Written problem:
Please find every line below that contains the string "ground" and copy each of those lines out, treating uppercase and lowercase as different.

Data for this exercise:
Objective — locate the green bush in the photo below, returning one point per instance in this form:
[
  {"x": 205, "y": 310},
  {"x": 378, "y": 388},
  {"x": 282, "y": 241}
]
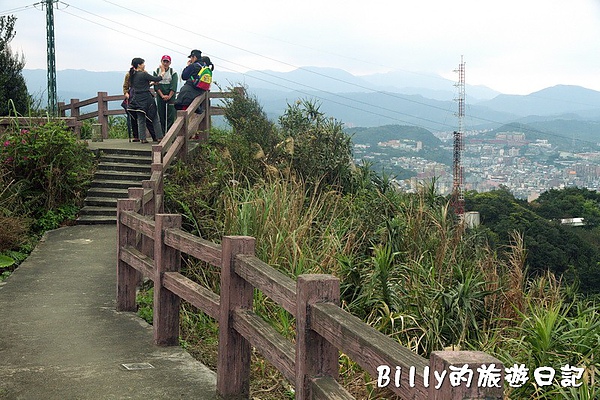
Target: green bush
[{"x": 50, "y": 166}]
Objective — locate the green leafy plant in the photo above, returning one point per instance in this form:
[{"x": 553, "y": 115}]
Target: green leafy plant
[{"x": 51, "y": 166}]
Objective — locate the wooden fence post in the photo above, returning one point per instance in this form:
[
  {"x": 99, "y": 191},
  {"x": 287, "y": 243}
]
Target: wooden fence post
[
  {"x": 470, "y": 375},
  {"x": 185, "y": 145},
  {"x": 204, "y": 127},
  {"x": 159, "y": 189},
  {"x": 127, "y": 277},
  {"x": 102, "y": 117},
  {"x": 233, "y": 363},
  {"x": 166, "y": 304},
  {"x": 73, "y": 110},
  {"x": 315, "y": 356},
  {"x": 145, "y": 242}
]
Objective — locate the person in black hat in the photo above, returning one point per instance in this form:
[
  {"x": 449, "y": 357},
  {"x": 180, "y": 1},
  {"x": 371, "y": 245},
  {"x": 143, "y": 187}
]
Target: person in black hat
[{"x": 189, "y": 91}]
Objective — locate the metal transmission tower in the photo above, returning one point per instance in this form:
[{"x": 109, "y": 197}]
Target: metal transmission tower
[
  {"x": 52, "y": 99},
  {"x": 458, "y": 199}
]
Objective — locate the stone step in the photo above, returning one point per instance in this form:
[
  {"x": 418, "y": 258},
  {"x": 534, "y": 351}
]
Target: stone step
[
  {"x": 100, "y": 202},
  {"x": 96, "y": 220},
  {"x": 113, "y": 175},
  {"x": 128, "y": 158},
  {"x": 98, "y": 211},
  {"x": 115, "y": 184},
  {"x": 124, "y": 167},
  {"x": 116, "y": 193},
  {"x": 118, "y": 170}
]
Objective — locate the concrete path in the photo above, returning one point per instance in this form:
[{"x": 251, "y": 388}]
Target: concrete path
[{"x": 61, "y": 338}]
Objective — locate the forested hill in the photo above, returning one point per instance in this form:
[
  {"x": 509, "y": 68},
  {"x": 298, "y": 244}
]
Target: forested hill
[
  {"x": 384, "y": 133},
  {"x": 568, "y": 251}
]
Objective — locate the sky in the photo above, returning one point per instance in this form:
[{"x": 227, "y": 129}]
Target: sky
[{"x": 512, "y": 46}]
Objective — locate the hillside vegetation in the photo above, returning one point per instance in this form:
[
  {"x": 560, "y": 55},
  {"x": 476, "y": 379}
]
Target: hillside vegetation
[{"x": 406, "y": 265}]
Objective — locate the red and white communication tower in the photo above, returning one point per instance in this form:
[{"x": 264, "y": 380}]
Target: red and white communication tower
[{"x": 458, "y": 199}]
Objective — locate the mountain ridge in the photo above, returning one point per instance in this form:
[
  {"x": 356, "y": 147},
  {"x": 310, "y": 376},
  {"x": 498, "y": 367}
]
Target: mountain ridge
[{"x": 420, "y": 99}]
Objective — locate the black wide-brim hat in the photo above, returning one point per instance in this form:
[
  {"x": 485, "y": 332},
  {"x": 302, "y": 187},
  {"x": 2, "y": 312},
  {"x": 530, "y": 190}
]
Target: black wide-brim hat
[{"x": 195, "y": 53}]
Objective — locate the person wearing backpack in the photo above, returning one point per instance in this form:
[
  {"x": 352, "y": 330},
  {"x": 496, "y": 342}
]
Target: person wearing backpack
[
  {"x": 142, "y": 104},
  {"x": 198, "y": 77},
  {"x": 165, "y": 92}
]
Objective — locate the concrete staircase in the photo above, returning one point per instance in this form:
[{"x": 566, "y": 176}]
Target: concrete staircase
[{"x": 117, "y": 171}]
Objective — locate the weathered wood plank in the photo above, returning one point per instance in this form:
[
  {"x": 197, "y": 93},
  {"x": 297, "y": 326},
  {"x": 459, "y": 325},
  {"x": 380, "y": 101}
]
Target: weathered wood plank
[
  {"x": 139, "y": 223},
  {"x": 194, "y": 246},
  {"x": 327, "y": 388},
  {"x": 166, "y": 304},
  {"x": 276, "y": 285},
  {"x": 270, "y": 344},
  {"x": 233, "y": 363},
  {"x": 370, "y": 348},
  {"x": 138, "y": 260},
  {"x": 192, "y": 292},
  {"x": 315, "y": 356},
  {"x": 172, "y": 152},
  {"x": 127, "y": 277}
]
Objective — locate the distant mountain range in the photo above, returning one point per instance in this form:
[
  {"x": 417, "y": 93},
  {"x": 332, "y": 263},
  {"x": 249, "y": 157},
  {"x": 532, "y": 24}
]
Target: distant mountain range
[{"x": 420, "y": 99}]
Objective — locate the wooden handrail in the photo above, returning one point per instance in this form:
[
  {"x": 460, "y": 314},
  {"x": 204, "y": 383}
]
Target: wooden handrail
[
  {"x": 103, "y": 110},
  {"x": 323, "y": 328}
]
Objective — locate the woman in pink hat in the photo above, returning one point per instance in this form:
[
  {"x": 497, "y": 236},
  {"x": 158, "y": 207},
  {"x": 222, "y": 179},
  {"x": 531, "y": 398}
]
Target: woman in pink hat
[{"x": 165, "y": 92}]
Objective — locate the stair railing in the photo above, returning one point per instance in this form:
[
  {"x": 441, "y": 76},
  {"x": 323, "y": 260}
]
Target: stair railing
[{"x": 151, "y": 244}]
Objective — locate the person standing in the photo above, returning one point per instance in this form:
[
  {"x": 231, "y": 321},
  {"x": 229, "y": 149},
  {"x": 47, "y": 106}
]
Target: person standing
[
  {"x": 131, "y": 119},
  {"x": 142, "y": 104},
  {"x": 165, "y": 93},
  {"x": 189, "y": 91}
]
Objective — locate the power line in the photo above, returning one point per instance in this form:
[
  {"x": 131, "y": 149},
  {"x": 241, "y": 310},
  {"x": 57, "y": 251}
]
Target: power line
[
  {"x": 16, "y": 10},
  {"x": 284, "y": 79}
]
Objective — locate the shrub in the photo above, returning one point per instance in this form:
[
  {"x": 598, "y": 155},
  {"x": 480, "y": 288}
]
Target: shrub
[{"x": 51, "y": 167}]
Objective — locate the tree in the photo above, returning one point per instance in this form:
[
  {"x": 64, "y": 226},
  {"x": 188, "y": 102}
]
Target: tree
[{"x": 12, "y": 82}]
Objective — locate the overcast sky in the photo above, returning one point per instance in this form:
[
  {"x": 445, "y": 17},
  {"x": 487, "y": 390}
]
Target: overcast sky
[{"x": 512, "y": 46}]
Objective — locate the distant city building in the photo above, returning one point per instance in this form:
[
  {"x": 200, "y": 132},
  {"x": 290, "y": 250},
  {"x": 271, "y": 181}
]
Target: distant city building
[{"x": 572, "y": 221}]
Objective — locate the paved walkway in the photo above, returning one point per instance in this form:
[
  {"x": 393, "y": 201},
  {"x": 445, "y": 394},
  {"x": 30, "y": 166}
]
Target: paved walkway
[{"x": 61, "y": 338}]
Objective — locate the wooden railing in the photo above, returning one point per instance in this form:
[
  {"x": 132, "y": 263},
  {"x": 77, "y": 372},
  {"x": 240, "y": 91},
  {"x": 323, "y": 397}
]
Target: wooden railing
[
  {"x": 102, "y": 111},
  {"x": 151, "y": 243}
]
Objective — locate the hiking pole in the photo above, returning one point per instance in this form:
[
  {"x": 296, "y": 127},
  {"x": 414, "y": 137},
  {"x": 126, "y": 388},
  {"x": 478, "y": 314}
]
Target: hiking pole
[
  {"x": 166, "y": 117},
  {"x": 129, "y": 128}
]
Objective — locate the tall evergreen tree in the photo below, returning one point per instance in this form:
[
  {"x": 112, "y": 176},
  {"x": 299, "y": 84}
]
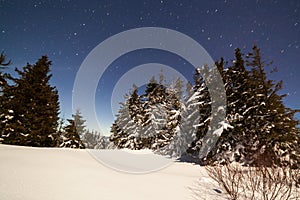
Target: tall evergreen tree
[
  {"x": 32, "y": 104},
  {"x": 3, "y": 84},
  {"x": 274, "y": 133},
  {"x": 71, "y": 138}
]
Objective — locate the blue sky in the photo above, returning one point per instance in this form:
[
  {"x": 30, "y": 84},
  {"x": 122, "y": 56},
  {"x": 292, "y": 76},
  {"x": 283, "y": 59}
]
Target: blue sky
[{"x": 67, "y": 31}]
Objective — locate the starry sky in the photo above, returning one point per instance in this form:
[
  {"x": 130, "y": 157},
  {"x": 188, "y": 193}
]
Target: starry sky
[{"x": 67, "y": 31}]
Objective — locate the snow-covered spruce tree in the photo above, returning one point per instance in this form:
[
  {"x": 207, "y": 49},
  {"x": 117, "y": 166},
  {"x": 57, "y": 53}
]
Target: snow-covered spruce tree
[
  {"x": 4, "y": 114},
  {"x": 33, "y": 106},
  {"x": 231, "y": 143},
  {"x": 70, "y": 137},
  {"x": 102, "y": 142},
  {"x": 94, "y": 140},
  {"x": 274, "y": 135},
  {"x": 162, "y": 113},
  {"x": 89, "y": 139},
  {"x": 125, "y": 130},
  {"x": 183, "y": 143}
]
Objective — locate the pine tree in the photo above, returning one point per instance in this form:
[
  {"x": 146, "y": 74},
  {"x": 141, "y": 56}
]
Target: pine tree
[
  {"x": 4, "y": 114},
  {"x": 274, "y": 135},
  {"x": 125, "y": 131},
  {"x": 33, "y": 107},
  {"x": 79, "y": 122},
  {"x": 71, "y": 138}
]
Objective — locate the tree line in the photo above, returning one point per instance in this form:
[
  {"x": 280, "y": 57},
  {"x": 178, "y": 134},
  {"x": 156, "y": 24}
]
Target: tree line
[
  {"x": 171, "y": 119},
  {"x": 29, "y": 112},
  {"x": 258, "y": 128}
]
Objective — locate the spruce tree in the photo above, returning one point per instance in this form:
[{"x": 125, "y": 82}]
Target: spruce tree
[
  {"x": 33, "y": 107},
  {"x": 275, "y": 138},
  {"x": 71, "y": 138},
  {"x": 4, "y": 114}
]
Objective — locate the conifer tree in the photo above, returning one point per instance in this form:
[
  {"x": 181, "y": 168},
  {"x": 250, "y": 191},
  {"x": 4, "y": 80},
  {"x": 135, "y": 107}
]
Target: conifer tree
[
  {"x": 71, "y": 138},
  {"x": 274, "y": 132},
  {"x": 4, "y": 114},
  {"x": 33, "y": 107}
]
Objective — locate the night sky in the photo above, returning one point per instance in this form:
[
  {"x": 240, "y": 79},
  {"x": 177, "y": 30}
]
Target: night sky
[{"x": 67, "y": 31}]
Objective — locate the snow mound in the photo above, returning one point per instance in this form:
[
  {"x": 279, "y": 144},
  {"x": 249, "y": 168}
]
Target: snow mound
[{"x": 51, "y": 173}]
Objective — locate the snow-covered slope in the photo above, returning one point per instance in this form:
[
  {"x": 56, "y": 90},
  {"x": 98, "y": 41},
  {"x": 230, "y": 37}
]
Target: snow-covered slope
[{"x": 44, "y": 173}]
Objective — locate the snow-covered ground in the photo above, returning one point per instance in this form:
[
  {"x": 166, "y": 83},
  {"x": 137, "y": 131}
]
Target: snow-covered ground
[{"x": 50, "y": 173}]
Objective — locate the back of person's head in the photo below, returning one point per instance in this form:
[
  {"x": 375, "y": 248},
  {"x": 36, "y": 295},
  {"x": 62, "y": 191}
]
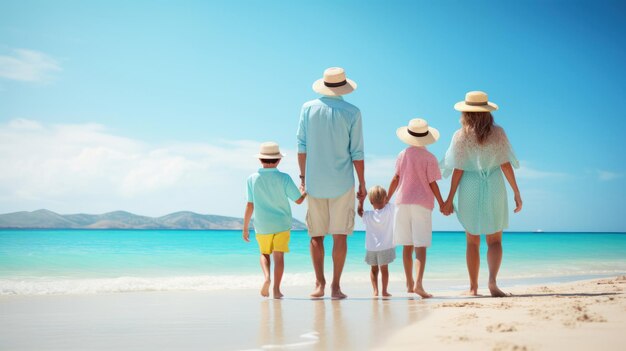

Response to this exercise:
Objective — locate the snow-covered ground in the photo above, returning one point per instance in this form:
Target: snow-covered ground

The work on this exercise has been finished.